_EXERCISE OBJECTIVE_. Reproduce every line of the listing below with each "Class of interest" switched to "Object class" and nothing else altered, omitting the pictures.

— start of PROVIDED ENTRIES —

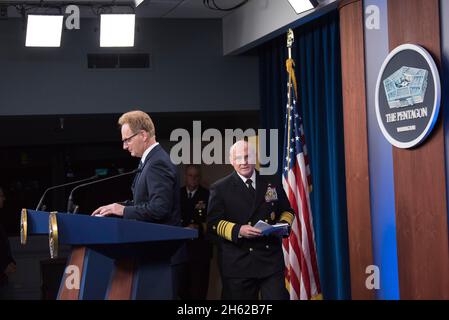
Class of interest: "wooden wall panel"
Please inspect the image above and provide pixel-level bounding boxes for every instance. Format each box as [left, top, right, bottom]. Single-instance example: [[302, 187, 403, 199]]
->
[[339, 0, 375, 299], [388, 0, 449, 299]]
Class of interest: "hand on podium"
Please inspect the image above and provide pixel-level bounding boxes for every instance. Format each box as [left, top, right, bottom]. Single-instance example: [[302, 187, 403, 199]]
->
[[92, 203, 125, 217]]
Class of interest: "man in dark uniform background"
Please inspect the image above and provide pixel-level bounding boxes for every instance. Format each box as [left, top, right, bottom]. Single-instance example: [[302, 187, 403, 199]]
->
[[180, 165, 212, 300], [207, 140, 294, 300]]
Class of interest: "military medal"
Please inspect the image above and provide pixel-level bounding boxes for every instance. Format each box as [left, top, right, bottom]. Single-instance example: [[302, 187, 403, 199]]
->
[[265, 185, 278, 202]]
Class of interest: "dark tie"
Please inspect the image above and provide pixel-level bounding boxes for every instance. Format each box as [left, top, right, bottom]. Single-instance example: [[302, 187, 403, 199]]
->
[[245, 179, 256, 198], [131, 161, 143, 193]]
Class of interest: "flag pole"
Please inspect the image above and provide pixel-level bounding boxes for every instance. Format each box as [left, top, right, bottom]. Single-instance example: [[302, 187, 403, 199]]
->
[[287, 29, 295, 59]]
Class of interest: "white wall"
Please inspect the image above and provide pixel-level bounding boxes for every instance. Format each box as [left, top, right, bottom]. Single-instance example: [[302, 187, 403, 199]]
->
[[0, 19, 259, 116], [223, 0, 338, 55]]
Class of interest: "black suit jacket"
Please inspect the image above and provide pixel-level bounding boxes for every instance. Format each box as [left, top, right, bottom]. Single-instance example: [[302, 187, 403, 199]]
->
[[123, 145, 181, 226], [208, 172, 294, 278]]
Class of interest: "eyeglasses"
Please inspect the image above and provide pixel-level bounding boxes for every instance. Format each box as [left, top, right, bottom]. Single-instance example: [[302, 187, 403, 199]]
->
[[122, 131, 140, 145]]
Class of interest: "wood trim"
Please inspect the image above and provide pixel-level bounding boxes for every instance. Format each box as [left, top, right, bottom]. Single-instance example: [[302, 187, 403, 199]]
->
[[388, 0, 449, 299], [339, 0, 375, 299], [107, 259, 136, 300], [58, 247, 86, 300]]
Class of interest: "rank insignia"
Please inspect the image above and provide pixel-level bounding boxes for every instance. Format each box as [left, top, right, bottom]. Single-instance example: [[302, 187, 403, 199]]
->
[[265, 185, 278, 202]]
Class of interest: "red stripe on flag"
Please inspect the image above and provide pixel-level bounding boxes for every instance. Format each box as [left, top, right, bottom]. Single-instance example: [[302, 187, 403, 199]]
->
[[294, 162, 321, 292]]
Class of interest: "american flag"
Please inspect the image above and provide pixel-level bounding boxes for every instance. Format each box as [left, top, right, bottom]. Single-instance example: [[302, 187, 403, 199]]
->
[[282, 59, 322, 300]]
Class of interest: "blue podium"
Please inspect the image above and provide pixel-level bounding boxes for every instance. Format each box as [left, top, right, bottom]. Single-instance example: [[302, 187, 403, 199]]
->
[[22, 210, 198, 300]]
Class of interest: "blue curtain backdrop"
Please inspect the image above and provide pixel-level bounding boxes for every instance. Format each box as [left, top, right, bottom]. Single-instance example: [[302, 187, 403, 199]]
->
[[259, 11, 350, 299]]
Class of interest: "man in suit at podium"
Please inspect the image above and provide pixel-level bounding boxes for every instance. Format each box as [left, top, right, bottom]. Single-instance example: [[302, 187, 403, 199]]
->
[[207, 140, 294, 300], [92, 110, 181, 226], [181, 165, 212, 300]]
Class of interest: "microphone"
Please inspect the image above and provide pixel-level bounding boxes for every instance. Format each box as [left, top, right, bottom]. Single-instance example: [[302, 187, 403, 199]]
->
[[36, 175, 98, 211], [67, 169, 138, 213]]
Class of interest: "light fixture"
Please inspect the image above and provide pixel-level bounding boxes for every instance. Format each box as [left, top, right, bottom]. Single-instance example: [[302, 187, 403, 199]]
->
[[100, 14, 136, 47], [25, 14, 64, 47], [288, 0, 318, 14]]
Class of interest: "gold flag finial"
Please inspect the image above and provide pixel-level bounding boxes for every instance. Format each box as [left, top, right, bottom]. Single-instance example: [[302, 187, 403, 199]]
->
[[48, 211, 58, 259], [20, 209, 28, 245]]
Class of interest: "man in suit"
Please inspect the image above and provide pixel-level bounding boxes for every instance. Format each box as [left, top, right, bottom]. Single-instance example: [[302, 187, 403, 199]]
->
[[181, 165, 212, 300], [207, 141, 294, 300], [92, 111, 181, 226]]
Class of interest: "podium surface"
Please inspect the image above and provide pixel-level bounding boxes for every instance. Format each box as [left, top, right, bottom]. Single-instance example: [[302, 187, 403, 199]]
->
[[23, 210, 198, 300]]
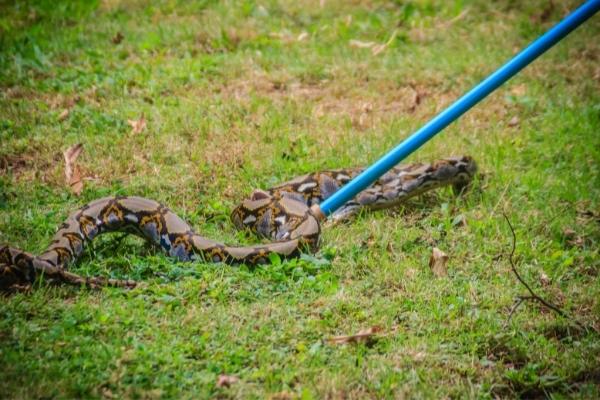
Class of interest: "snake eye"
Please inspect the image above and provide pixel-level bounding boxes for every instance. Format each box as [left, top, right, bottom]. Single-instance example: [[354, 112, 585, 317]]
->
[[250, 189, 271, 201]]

— end of PROVIDED ENTRIES —

_EXERCISE RESULT_.
Object class: "wooden wall panel"
Please inspect the image above and provide pixel-level bounding boxes for every instance. Format each box as [left, top, right, bottom]. Single-instance example: [[302, 187, 403, 199]]
->
[[339, 0, 375, 299], [388, 0, 449, 299]]
Object class: "hand on podium"
Please inspect the image above and provide pixel-level bounding boxes for every instance. Format each box as [left, top, right, bottom]. Single-instance example: [[302, 187, 403, 199]]
->
[[92, 203, 125, 217]]
Object class: "man in dark uniform background"
Please inspect the image above and provide pixel-level bounding boxes for every instance. Format each box as [left, top, right, bottom]. Single-instance example: [[302, 187, 403, 199]]
->
[[180, 165, 212, 300], [207, 140, 294, 300]]
Object class: "military medal"
Please inspect the image above and provide pixel-level bounding boxes for every instance. Format each box as [left, top, right, bottom]. Single-instance example: [[302, 187, 403, 199]]
->
[[265, 185, 278, 202]]
Object class: "dark tie"
Please inspect the image above and provide pixel-level bounding boxes for every instance. Format each box as [left, top, right, bottom]. Single-instance example: [[302, 187, 403, 199]]
->
[[245, 179, 256, 198], [131, 161, 143, 193]]
Object class: "flag pole"
Please inspect the image above and provide pixel-level bounding boxes for every instance. Format each box as [left, top, right, bottom]. Single-instance example: [[302, 187, 403, 199]]
->
[[287, 29, 295, 59]]
Object class: "white wall"
Please inspect the image above and provide pixel-level bounding boxes for every instance. Format each box as [left, top, right, bottom]. Single-instance example: [[302, 187, 403, 199]]
->
[[0, 19, 259, 116], [223, 0, 338, 55]]
Object class: "black suit jacket"
Please inspect the image above and provide pixel-level bounding boxes for every instance. Format each box as [left, top, right, bottom]. Single-instance example: [[302, 187, 403, 199]]
->
[[123, 145, 181, 226], [208, 172, 294, 278]]
Object class: "eyeglasses"
Please inspect the image above and provide pixel-level bounding boxes for every instance. Format each box as [left, top, right, bottom]. Single-instance example: [[302, 187, 403, 199]]
->
[[122, 131, 140, 145]]
Object class: "wood trim"
Please inspect the image above and provide pixel-level bounding boxes for every instance. Format each box as [left, top, right, bottom]. Single-instance example: [[302, 187, 403, 199]]
->
[[388, 0, 449, 299], [339, 0, 375, 299], [107, 259, 136, 300], [58, 247, 86, 300]]
Object class: "rank insignia"
Please inspect the image above and provide pixel-level bounding boxes for every instance. Format each box as [left, top, right, bottom]. Single-instance example: [[302, 187, 403, 199]]
->
[[265, 185, 278, 202]]
Object class: "red stripe on flag"
Please inspect the image above and provide pixel-level bounding boxes for every instance. Format each box as [left, top, right, bottom]. Single-instance example: [[302, 187, 403, 199]]
->
[[294, 162, 321, 292]]
Object class: "american flag"
Please inspect the image above and provide pixel-level bounding boxes for every instance. Format each box as [left, top, right, bottom]. Single-instance example: [[302, 187, 403, 199]]
->
[[282, 59, 322, 300]]
Object class: "blue podium"
Please inspect the image above and provide pixel-level bounding boxes for every instance. Format each box as [left, top, right, bottom]. Single-instance example: [[302, 187, 403, 199]]
->
[[22, 210, 198, 300]]
Object class: "blue curtain backdrop"
Please inspect the image above and provide pixel-level bounding boxes for every instance. Format each box as [left, top, right, bottom]. Single-instance example: [[302, 187, 403, 199]]
->
[[259, 11, 350, 299]]
Object class: "man in suit at podium"
Please inspect the image above and provide pixel-level bounding boxes for every instance. Format each box as [left, top, right, bottom]. Single-instance example: [[302, 187, 403, 199]]
->
[[207, 140, 294, 300], [92, 110, 181, 226], [181, 165, 212, 300]]
Object class: "microphone"
Please inspect the image above and provide pixel-level bounding boxes for every instance. Format each box as [left, top, right, bottom]. Single-instance example: [[302, 187, 403, 199]]
->
[[36, 175, 98, 211], [67, 169, 138, 213]]
Object class: "light fixture"
Please inspect the image above and provide pixel-level bounding boxes for every instance. Format each box as [left, top, right, bottom]. Single-instance example: [[302, 187, 403, 199]]
->
[[100, 14, 136, 47], [25, 14, 64, 47], [288, 0, 318, 14]]
Object class: "gold flag finial"
Please inspect the image above and provide pixel-level bounding boxes for every instance. Format each box as [left, top, right, bottom]. Single-instance example: [[302, 187, 403, 199]]
->
[[48, 211, 58, 259], [20, 209, 28, 245]]
Object class: "man in suit"
Please inspect the image above and provide pixel-level bounding boxes for every instance. Format each box as [left, top, right, bottom]. Single-instance example: [[302, 187, 403, 199]]
->
[[181, 165, 212, 300], [207, 141, 294, 300], [92, 111, 181, 226]]
Object class: "podium surface"
Please inspect the image above and provide pixel-level bounding boxes for every instance. Format each box as [left, top, right, bottom]. Single-instance example: [[302, 187, 403, 199]]
->
[[23, 210, 198, 300]]
Object class: "snake eye"
Please inspect the image above and provide pixel-level bounding boxes for every instance. Format each box as [left, top, right, bottom]. Single-instance example: [[354, 112, 585, 317]]
->
[[250, 189, 271, 201]]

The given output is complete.